Channelpedia

PubMed 19557861


Referenced in Channelpedia wiki pages of: none

Automatically associated channels: Nav1.7



Title: A novel Nav1.7 mutation producing carbamazepine-responsive erythromelalgia.

Authors: Tanya Z Fischer, Elaine S Gilmore, Mark Estacion, Emmanuella Eastman, Sean Taylor, Michel Melanson, Sulayman D Dib-Hajj, Stephen G Waxman

Journal, date & volume: Ann. Neurol., 2009 Jun , 65, 733-41

PubMed link: http://www.ncbi.nlm.nih.gov/pubmed/19557861


Abstract
Human and animal studies have shown that Na(v)1.7 sodium channels, which are preferentially expressed within nociceptors and sympathetic neurons, play a major role in inflammatory and neuropathic pain. Inherited erythromelalgia (IEM) has been linked to gain-of-function mutations of Na(v)1.7. We now report a novel mutation (V400M) in a three-generation Canadian family in which pain is relieved by carbamazepine (CBZ).We extracted genomic DNA from blood samples of eight members of the family, and the sequence of SCN9A coding exons was compared with the reference Na(v)1.7 complementary DNA. Wild-type Na(v)1.7 and V400M cell lines were then analyzed using whole-cell patch-clamp recording for changes in activation, deactivation, steady-state inactivation, and ramp currents.Whole-cell patch-clamp studies of V400M demonstrate changes in activation, deactivation, steady-state inactivation, and ramp currents that can produce dorsal root ganglia neuron hyperexcitability that underlies pain in these patients. We show that CBZ, at concentrations in the human therapeutic range, normalizes the voltage dependence of activation and inactivation of this inherited erythromelalgia mutation in Na(v)1.7 but does not affect these parameters in wild-type Na(v)1.7.Our results demonstrate a normalizing effect of CBZ on mutant Na(v)1.7 channels in this kindred with CBZ-responsive inherited erythromelalgia. The selective effect of CBZ on the mutant Na(v)1.7 channel appears to explain the ameliorative response to treatment in this kindred. Our results suggest that functional expression and pharmacological studies may provide mechanistic insights into hereditary painful disorders.

**Task prompt:**
Rewrite the part of the Channelpedia entry that opens with the words containing "PubMed 19557861" and closes with "producing carbamazepine-responsive erythromelalgia.", swapping "erythromelalgia" for "erythermalgia".

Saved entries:
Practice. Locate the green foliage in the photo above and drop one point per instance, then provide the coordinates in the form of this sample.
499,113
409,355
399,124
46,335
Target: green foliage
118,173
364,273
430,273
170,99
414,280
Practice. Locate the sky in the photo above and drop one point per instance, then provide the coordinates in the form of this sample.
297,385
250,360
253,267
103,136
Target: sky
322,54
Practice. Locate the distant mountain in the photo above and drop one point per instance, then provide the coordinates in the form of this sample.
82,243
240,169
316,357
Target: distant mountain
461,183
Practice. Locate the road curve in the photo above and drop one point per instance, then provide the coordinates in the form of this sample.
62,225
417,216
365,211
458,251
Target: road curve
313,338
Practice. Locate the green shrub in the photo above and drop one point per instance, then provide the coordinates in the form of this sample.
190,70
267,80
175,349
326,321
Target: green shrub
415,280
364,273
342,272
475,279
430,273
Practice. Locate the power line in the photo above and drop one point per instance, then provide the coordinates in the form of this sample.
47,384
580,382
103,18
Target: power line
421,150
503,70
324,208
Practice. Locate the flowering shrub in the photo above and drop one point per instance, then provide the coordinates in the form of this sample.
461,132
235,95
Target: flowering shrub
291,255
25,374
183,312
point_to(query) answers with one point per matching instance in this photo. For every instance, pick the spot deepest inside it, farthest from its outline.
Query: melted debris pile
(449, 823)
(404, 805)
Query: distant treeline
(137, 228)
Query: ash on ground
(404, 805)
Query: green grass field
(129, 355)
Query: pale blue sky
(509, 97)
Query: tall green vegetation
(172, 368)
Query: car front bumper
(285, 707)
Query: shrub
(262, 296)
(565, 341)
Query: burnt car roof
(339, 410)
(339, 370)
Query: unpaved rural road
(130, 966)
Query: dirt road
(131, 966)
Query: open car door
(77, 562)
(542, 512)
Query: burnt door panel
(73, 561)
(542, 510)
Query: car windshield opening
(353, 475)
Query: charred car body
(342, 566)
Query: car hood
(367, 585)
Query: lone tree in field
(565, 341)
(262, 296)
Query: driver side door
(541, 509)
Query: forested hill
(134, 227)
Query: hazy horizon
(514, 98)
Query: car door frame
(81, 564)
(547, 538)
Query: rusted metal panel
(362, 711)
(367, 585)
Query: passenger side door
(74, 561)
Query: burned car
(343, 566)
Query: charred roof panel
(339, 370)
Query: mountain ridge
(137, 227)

* * *

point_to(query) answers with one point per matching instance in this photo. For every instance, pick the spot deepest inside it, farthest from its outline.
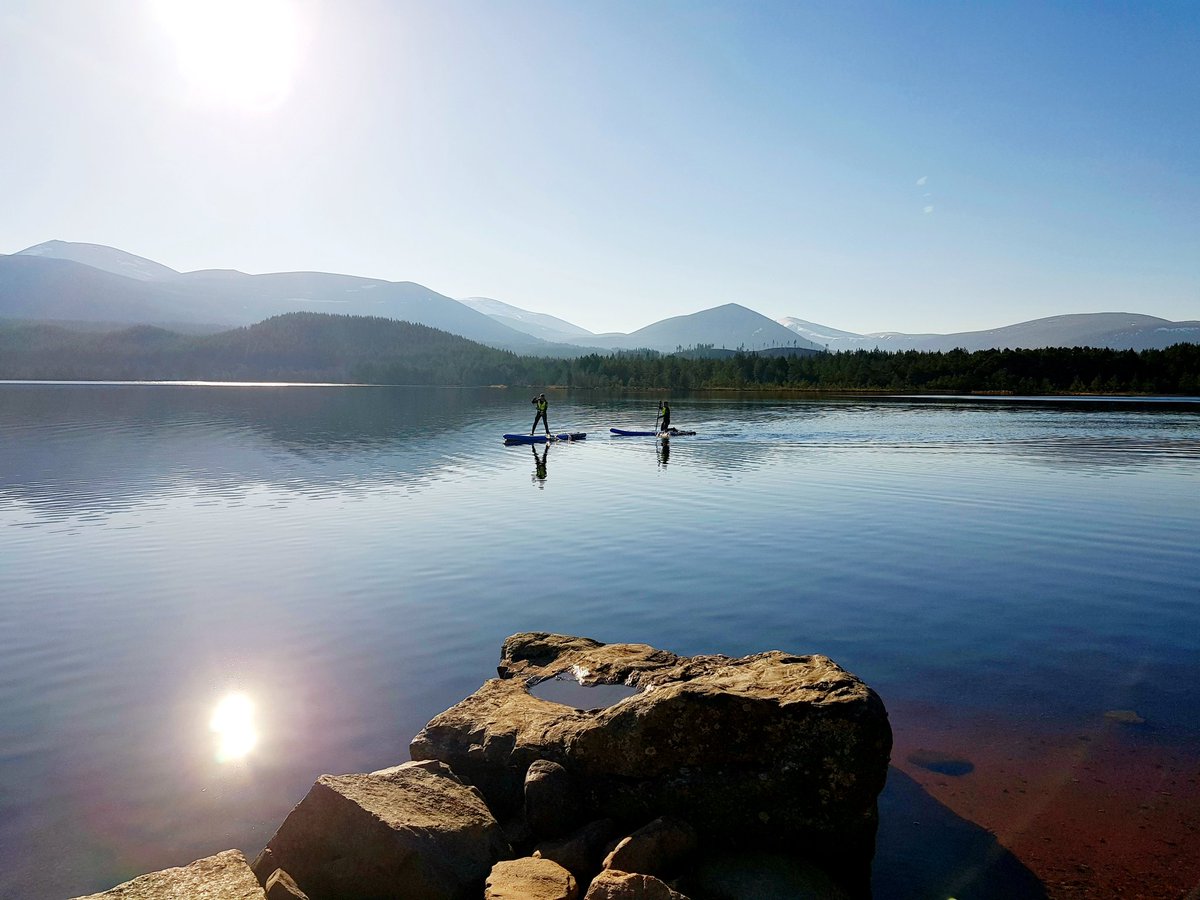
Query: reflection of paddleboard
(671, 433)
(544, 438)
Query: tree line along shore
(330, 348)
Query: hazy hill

--

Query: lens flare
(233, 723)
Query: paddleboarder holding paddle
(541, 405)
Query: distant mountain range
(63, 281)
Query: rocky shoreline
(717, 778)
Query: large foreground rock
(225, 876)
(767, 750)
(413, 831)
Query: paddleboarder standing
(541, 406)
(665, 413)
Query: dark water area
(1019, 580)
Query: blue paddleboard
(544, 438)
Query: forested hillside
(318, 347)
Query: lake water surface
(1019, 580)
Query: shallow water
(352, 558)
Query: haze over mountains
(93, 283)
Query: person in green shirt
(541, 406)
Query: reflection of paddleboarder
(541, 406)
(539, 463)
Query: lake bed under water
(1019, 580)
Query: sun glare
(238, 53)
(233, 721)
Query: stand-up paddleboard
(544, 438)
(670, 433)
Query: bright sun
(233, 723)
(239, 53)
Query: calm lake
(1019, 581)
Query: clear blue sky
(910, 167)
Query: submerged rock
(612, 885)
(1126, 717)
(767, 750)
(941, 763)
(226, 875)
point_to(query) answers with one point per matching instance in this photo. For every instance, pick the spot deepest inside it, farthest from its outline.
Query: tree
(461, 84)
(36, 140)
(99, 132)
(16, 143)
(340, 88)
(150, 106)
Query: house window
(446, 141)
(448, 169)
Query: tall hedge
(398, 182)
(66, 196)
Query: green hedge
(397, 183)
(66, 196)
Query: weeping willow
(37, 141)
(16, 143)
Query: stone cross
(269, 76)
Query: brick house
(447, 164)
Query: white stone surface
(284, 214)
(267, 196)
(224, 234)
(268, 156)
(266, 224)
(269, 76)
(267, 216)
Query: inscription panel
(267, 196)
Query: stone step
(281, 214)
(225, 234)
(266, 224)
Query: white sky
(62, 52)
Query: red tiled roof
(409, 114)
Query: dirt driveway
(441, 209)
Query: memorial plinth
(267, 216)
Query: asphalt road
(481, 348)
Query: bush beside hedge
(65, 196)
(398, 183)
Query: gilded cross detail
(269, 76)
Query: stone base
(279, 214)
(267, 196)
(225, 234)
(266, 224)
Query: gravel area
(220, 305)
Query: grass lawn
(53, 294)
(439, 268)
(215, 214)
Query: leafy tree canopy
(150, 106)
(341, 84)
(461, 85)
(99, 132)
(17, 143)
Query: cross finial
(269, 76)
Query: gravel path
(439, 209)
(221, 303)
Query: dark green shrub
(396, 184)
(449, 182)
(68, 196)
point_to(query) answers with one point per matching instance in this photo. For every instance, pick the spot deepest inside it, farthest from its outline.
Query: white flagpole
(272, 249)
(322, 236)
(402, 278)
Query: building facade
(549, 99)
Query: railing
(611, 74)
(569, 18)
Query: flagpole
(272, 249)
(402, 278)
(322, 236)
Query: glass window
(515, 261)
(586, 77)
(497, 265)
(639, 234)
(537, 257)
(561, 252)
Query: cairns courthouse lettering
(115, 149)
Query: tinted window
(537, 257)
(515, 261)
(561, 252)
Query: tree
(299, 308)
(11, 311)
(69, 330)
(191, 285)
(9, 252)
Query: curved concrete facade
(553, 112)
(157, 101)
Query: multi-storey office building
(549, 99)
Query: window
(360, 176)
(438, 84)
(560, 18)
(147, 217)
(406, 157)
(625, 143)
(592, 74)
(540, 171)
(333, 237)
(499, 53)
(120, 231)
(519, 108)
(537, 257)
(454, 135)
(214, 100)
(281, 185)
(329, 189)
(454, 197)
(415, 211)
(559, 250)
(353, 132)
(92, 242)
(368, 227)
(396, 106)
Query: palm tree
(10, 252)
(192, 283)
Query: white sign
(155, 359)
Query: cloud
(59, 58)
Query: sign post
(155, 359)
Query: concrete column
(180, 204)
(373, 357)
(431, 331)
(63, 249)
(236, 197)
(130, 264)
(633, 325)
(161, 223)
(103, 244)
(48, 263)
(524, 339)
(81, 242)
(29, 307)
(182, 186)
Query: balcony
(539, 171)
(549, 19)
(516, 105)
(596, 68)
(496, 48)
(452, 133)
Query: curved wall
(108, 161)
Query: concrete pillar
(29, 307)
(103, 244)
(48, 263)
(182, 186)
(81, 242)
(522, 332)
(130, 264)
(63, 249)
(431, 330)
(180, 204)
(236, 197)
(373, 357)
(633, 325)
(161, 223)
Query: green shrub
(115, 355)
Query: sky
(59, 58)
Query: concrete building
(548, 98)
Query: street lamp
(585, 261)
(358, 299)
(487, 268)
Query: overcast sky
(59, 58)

**Solution below:**
PubMed 19557861


Referenced in Channelpedia wiki pages of: none

Automatically associated channels: Nav1.7



Title: A novel Nav1.7 mutation producing carbamazepine-responsive erythermalgia.